When every entry has been read, print each one back exactly.
____
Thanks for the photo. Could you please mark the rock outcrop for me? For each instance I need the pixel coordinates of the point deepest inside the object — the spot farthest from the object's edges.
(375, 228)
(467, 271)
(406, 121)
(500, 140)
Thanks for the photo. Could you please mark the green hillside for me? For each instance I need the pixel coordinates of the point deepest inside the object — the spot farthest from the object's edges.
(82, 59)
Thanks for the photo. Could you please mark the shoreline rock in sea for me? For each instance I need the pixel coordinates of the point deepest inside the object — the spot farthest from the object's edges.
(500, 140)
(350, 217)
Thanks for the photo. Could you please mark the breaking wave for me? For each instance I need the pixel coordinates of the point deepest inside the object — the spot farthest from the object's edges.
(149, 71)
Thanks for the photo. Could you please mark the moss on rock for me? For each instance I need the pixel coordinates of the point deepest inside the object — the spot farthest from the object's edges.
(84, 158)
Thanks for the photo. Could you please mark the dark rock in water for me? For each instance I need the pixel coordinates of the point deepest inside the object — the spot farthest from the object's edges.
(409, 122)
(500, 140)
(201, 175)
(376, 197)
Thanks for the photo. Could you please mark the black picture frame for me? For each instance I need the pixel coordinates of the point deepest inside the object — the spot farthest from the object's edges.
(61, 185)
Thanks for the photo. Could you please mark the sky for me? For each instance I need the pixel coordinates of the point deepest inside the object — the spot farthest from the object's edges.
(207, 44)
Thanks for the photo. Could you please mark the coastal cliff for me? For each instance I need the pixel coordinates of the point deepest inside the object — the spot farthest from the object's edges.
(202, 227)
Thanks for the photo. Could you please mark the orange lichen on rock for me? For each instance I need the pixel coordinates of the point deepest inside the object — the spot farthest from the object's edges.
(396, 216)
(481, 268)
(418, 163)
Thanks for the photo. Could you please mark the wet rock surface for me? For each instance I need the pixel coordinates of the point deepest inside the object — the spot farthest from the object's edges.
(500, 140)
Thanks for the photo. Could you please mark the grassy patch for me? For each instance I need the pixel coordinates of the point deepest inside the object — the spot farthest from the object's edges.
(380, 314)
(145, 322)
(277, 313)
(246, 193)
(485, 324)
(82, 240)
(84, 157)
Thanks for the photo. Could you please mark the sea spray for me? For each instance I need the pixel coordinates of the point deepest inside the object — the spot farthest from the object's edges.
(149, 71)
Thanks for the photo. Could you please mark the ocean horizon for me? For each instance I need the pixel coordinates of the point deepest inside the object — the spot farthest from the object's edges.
____
_Solution_.
Thanks for the photo. Could you please mark the rock outcrop for me? For each instance I need the pixel coordinates of the point deepest inside the object — the spot farthest from the object's edges.
(375, 228)
(467, 271)
(406, 121)
(500, 140)
Thanks for the photo. Could you please mark the green hillside for me? For each instance I need the pixel coordinates of the point deepest inside the object — the spot farthest from the object's edges.
(82, 59)
Thanks for the photo. Could you please mark the shoreline rock in sea for me? For each instance I need the pixel coordinates of the point deepest inside the object — the spot farthest from the object's edges.
(500, 140)
(350, 217)
Thanks for the photo. Could you please mark the breaking wave for me? For each instance I need the pixel coordinates of the point deepest inside the object — the spot farthest from the object's edges.
(149, 71)
Thanks for the photo. Could you please mark the moss on rock for me? For each instance I need the pixel coordinates of the point deepest inside the object — the spot farthest from the object's edges.
(84, 158)
Thanks for the photo. Could you please mark the dark rock in water for me? For each instance I need the pixel coordinates of the point deepest inside the object — the spot farthest from the object's edges.
(409, 122)
(500, 140)
(201, 175)
(376, 197)
Thanks for the photo. Could you please mark the black picture frame for me? For each instance I need the pixel coordinates of the point deepest inside the object — the spot farthest from the object's edges.
(61, 185)
Thanks for the photo. Could you please mark the sky for me? For each instance I need the pixel coordinates of the point deepest inside the object — the spot farthest from the object's edges.
(207, 44)
Thanks for the photo. Could you please mark the coastal cliff for me? For each instance I need the pixel coordinates of the point deepest inside the object — the spot farthest from the object's edges.
(202, 227)
Thanks for the photo. Could you please mark the orange lichen on rock for me? For each instance I need the pixel coordinates of the point deepest inside the object — the spot farthest from the object's edges.
(396, 216)
(481, 268)
(418, 163)
Thanks for the photo. Could you please mark the wet rock surface for me? For each instance I need the pixel coordinates of the point deepest inside the object — the spot farthest from the object's edges.
(500, 140)
Thanks for the photo. Could you please mark the grassy patch for me? For each instance I need the pixel coordinates of the point deepest inside the object — the spot farthest from the object's edges.
(380, 314)
(145, 322)
(277, 313)
(246, 193)
(485, 324)
(82, 240)
(84, 157)
Thanks for the photo. Could you please mark the sea spray for me? For each instance I need the pixel coordinates of the point deepest inside the object — the spot farthest from the object's edges.
(149, 71)
Thanks for the photo. Could you please mark the ocean horizon for me? For each instance I need the pixel coordinates of the point deepest inside the object — the spot farthest from the object's edges.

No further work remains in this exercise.